═══ EXTRACTED MATERIAL ═══
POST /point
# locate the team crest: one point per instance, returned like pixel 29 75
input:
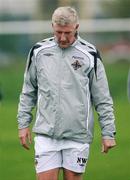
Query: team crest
pixel 76 65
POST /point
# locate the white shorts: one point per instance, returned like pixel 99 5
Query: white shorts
pixel 51 153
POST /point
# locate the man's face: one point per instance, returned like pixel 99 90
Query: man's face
pixel 65 35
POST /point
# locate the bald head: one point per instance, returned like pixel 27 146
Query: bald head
pixel 65 16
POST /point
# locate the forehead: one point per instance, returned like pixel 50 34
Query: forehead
pixel 64 28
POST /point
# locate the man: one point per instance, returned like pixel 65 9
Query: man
═══
Without the pictures, return the records above exactly as written.

POST /point
# locate the team crest: one point per instance, returned like pixel 29 75
input:
Query: team crest
pixel 76 65
POST /point
# locate the white shorts: one point per instance, returned like pixel 99 5
Query: white shorts
pixel 51 153
POST /point
# locate the man's face: one point per instance, returned like pixel 99 90
Query: man's face
pixel 65 35
POST /point
# locate the bald head: one point per instance, returned like pixel 27 146
Query: bald head
pixel 65 16
POST /point
# locate the forehead: one point per instance, returned like pixel 50 34
Query: forehead
pixel 64 28
POST /point
# locate the man: one point per instance, returned like pixel 65 9
Query: man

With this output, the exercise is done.